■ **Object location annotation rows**

★ ★ ★

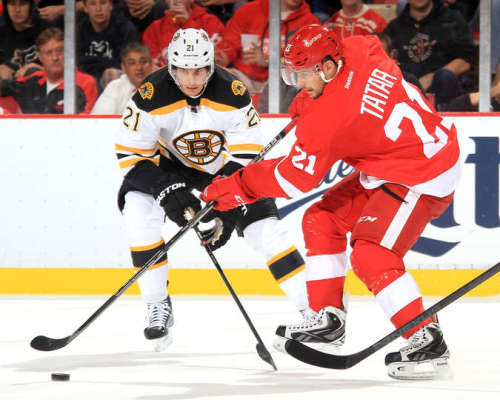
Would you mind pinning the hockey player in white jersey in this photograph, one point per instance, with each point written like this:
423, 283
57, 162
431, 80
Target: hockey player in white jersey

★ ★ ★

■ **Exercise brief**
Edit the rows by swapping "hockey player" for "ice hockey player" everywhere it appears, keeping everything else the same. Leave the pictures out of your answer.

■ **Solution below**
Would you mind pinning the ice hockey player in white jersey in this photograph, one point per instance, with each point written like this:
423, 283
57, 162
431, 80
Target: ice hockey player in white jersey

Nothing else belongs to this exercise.